What is expected:
Reproduce word for word the full passage below on transfer restrictions for ADSs under the SFA.

Excerpt:
++++++++++

Where our ADSs are subscribed or purchased under Section 275 of the SFA by a relevant person which is:

(a) a corporation (which is not an accredited investor as defined in Section 4A of the SFA) the sole business of which is to hold investments and the entire share capital of which is owned by one or more individuals, each of whom is an accredited investor; or

(b) a trust (where the trustee is not an accredited investor) whose sole purpose is to hold investments and each beneficiary of the trust is an individual who is an accredited investor,

shares of that corporation or the beneficiaries’ rights and interest (howsoever described) in that trust shall not be transferable for six months after that corporation or that trust has acquired the shares under Section 275 of the SFA, except:

(1) to an institutional investor (for corporations under Section 274 of the SFA) or to a relevant person defined in Section 275(2) of the SFA, or any person pursuant to an offer that is made on terms that such shares of that corporation or such rights and interest in that trust are acquired at a consideration of not less than S$200,000 (or its equivalent in a foreign currency) for each transaction, whether such amount is to be paid for in cash or by exchange of securities or other assets, and further for corporations, in accordance with the conditions specified in Section 275 of the SFA;

(2) where no consideration is given for the transfer; or

(3) where the transfer is by operation of law.

In addition, investors in Singapore should note that the ADSs acquired by them are subject to resale and transfer restrictions specified under Section 276 of the SFA, and therefore that they should seek their own legal advice before effecting any resale or transfer of their ADSs.

++++++++++

(Part of a data file)
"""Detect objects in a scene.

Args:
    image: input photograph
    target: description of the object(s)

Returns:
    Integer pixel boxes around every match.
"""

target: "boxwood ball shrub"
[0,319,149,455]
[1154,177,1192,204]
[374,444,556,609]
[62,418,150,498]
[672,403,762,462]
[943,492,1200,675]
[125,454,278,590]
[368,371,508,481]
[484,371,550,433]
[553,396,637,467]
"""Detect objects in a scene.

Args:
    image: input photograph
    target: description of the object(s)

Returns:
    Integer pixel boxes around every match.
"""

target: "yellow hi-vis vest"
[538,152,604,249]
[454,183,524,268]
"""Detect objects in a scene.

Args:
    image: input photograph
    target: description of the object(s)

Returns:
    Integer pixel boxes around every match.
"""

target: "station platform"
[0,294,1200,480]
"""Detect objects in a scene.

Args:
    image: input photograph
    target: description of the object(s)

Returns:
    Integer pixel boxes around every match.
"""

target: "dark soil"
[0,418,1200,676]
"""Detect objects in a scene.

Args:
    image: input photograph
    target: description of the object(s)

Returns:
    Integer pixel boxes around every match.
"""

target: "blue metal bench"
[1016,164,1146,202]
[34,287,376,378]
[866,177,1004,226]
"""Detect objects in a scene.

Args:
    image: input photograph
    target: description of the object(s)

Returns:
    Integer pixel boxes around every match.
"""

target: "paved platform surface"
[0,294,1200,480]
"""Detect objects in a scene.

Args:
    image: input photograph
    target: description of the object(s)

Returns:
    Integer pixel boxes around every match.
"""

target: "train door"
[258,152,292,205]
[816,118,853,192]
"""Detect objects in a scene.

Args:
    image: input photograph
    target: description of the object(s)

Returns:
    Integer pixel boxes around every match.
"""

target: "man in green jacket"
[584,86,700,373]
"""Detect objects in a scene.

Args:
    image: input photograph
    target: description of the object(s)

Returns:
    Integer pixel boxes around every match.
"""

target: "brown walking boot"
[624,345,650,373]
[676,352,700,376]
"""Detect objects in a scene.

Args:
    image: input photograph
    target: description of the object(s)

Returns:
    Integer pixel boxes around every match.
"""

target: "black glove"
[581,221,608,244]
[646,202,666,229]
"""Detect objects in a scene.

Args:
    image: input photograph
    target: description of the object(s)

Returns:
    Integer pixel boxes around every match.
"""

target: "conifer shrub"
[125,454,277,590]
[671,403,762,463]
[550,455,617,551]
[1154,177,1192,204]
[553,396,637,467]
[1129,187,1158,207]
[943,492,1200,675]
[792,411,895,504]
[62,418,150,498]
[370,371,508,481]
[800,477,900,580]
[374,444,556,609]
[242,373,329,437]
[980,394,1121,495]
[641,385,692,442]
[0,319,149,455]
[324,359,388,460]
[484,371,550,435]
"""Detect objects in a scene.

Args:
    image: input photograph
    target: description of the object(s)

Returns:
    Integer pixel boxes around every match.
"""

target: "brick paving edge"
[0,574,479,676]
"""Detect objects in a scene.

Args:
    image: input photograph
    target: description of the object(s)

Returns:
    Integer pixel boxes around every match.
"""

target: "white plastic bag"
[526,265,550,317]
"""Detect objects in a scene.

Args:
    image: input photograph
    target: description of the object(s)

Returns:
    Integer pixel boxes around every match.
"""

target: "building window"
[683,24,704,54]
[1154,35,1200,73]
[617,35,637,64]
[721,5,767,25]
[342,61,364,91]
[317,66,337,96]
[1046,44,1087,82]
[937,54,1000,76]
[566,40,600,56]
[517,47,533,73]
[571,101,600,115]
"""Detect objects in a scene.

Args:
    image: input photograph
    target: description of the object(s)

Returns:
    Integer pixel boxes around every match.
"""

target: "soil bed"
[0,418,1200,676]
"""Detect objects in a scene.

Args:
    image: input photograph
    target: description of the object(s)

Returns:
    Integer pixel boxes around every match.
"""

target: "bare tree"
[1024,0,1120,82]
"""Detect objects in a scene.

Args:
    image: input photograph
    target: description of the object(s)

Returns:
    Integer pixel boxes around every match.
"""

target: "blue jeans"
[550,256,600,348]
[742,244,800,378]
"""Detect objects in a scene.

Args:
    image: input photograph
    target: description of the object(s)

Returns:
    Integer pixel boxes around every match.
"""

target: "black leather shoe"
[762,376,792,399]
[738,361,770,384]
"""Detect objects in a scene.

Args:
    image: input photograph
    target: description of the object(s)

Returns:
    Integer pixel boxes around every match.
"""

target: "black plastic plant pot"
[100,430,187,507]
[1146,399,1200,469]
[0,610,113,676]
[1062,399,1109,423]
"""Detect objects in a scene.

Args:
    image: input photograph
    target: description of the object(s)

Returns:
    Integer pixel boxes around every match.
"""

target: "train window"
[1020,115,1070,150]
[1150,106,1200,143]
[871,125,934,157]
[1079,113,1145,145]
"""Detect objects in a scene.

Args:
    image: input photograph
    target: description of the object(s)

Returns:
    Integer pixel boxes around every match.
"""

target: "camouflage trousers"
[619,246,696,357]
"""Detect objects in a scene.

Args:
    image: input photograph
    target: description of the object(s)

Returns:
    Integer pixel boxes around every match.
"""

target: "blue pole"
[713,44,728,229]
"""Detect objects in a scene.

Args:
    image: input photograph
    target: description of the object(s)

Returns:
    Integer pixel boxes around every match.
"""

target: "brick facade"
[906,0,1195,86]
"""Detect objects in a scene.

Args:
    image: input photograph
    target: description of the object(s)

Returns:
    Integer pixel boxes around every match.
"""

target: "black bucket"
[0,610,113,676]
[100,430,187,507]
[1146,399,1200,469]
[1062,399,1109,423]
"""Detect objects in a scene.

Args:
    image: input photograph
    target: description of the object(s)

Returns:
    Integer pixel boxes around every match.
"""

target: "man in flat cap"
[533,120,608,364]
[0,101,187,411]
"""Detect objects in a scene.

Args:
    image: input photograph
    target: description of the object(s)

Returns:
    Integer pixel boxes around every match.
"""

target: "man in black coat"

++++++++++

Task answer:
Where our ADSs are subscribed or purchased under Section 275 of the SFA by a relevant person which is:

(a) a corporation (which is not an accredited investor as defined in Section 4A of the SFA) the sole business of which is to hold investments and the entire share capital of which is owned by one or more individuals, each of whom is an accredited investor; or

(b) a trust (where the trustee is not an accredited investor) whose sole purpose is to hold investments and each beneficiary of the trust is an individual who is an accredited investor,

shares of that corporation or the beneficiaries’ rights and interest (howsoever described) in that trust shall not be transferable for six months after that corporation or that trust has acquired the shares under Section 275 of the SFA, except:

(1) to an institutional investor (for corporations under Section 274 of the SFA) or to a relevant person defined in Section 275(2) of the SFA, or any person pursuant to an offer that is made on terms that such shares of that corporation or such rights and interest in that trust are acquired at a consideration of not less than S$200,000 (or its equivalent in a foreign currency) for each transaction, whether such amount is to be paid for in cash or by exchange of securities or other assets, and further for corporations, in accordance with the conditions specified in Section 275 of the SFA;

(2) where no consideration is given for the transfer; or

(3) where the transfer is by operation of law.

In addition, investors in Singapore should note that the ADSs acquired by them are subject to resale and transfer restrictions specified under Section 276 of the SFA, and therefore that they should seek their own legal advice before effecting any resale or transfer of their ADSs.